■ **Task prompt**: Convert every line of the entries below into a JSON list of strings, with one string per line and blank lines omitted. Leave the pictures out of the list.

* Begin Record extracts *

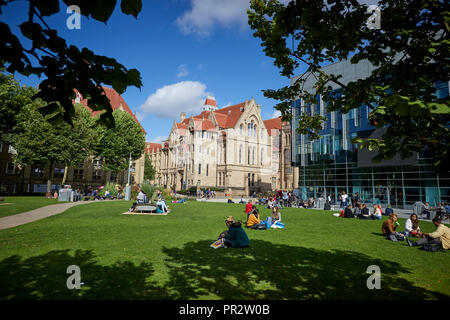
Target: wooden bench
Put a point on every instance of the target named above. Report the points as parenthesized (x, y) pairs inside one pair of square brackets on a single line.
[(145, 208)]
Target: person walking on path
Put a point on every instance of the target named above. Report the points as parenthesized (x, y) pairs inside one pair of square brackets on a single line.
[(441, 236), (36, 214)]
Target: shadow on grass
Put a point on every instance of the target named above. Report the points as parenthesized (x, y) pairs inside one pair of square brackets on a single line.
[(45, 277), (275, 271), (262, 271)]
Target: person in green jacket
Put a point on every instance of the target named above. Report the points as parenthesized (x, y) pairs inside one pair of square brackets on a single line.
[(236, 236)]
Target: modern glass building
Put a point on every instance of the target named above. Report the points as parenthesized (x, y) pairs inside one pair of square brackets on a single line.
[(333, 164)]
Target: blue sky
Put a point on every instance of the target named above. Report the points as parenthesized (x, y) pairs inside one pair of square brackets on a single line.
[(184, 49)]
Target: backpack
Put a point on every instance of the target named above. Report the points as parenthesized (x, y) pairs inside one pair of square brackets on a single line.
[(396, 237), (432, 247)]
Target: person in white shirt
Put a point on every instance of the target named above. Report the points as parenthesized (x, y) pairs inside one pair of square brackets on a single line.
[(141, 197), (412, 228), (377, 212), (161, 204)]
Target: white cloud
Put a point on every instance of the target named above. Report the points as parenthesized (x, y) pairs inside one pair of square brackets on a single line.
[(276, 114), (169, 101), (182, 71), (159, 139), (205, 14)]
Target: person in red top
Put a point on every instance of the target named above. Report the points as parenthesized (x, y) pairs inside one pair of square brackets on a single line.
[(248, 207)]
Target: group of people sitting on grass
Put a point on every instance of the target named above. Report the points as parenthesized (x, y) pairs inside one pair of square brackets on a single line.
[(361, 211), (440, 239), (142, 198), (254, 220)]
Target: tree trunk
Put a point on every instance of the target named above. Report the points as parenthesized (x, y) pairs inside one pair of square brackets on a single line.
[(49, 180), (66, 168)]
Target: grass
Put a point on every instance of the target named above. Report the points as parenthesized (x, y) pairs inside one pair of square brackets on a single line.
[(15, 205), (317, 256)]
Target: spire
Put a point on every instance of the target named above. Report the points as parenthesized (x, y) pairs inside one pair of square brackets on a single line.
[(210, 104)]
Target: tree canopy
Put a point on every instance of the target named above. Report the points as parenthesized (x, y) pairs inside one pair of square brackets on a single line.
[(65, 67), (410, 50), (116, 144)]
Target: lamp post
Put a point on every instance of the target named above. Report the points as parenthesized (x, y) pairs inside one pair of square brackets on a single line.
[(128, 187)]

* End Record extracts *

■ **Response to the task**:
[
  "Target: wooden bench",
  "Put a point on every instance of the target named above. Report the points as parenthesized (x, y) pairs inside one pair of square brackets on a single line.",
  "[(145, 208)]",
  "Target: person walking on path",
  "Put a point on every instance of the target named above. Report the points as parenthesized (x, y) pairs inside one pair of square brackets on a single line.",
  "[(441, 236), (36, 214)]",
  "Target: shadow on grass",
  "Put a point on every instance of the target named above. Report the points as parenthesized (x, y) pairs inside one pair of square brackets on a single line.",
  "[(45, 277), (275, 271), (262, 271)]",
  "Target: person in green jacket",
  "Put a point on every instance of the target named above. Report the points as parenthesized (x, y) pairs inside one pair of square brackets on a single line.",
  "[(236, 236)]",
  "Target: modern glass building",
  "Put a point on every instance of the target named above. Report the points as parenthesized (x, y) pairs inside one pair of square brackets on a single line.",
  "[(333, 164)]",
  "Target: blue sky",
  "Put a point on every instance of the target named above. Report the points as parenthesized (x, y) pairs inside one pair of square brackets on a single line.",
  "[(184, 49)]",
  "Target: backpack",
  "Put a point on every instance of the target named above. Report the points as parenthesized (x, y) pairs inside one pair of square brackets on a single line.",
  "[(396, 237), (432, 247)]",
  "Target: person in white shirt",
  "Put a point on every instance of the target named above. Report the points as parenthesized (x, y) pairs inside one pair of square brackets on a single line.",
  "[(141, 197), (412, 228), (377, 212), (161, 204)]",
  "Target: white cloud",
  "Put a point on every instance of the target named above. Report the points as parenthesized (x, y) pairs inside one pair of square brackets on a single line.",
  "[(276, 114), (169, 101), (182, 71), (159, 139), (205, 14)]",
  "Target: person in red top",
  "Put a point on every instance of the target named above. Report the points as parenthesized (x, y) pairs inside one pair of square brackets on a single line.",
  "[(248, 207)]",
  "Target: group of people sitting on grass",
  "Put a point on every instance of the target named above. Report the points as parenthesized (x, y) pairs inside one pair of square brackets on a single line.",
  "[(361, 211), (440, 239), (142, 198), (254, 220)]",
  "Target: tree trunk",
  "Put a point on every instance of the target named above. Report the points as parenthesized (x, y) pairs inside one pair of square brackets on a single line.",
  "[(49, 180), (66, 168)]",
  "Target: grass",
  "Put a point on every instance of the target named above. Report the points as parenthesized (x, y) pairs inside one pair of square brackets on a single line.",
  "[(15, 205), (317, 256)]",
  "Target: spire",
  "Put a point on every instance of the target named above. Report the points as parenthesized (x, y) pairs inside one pair of square brackets on a single line.",
  "[(210, 104)]",
  "Target: tree canopy",
  "Put a point on every instance of the target named above. Report the points as parenthesized (x, y) pairs inside one pair of square brackets on a single line.",
  "[(65, 67), (410, 50), (116, 144)]",
  "Target: lamp post",
  "Put a point on every instance of the target named above. Report the points as parenthesized (x, y) pairs inside one pair of square brackets on a single line.",
  "[(128, 187)]"
]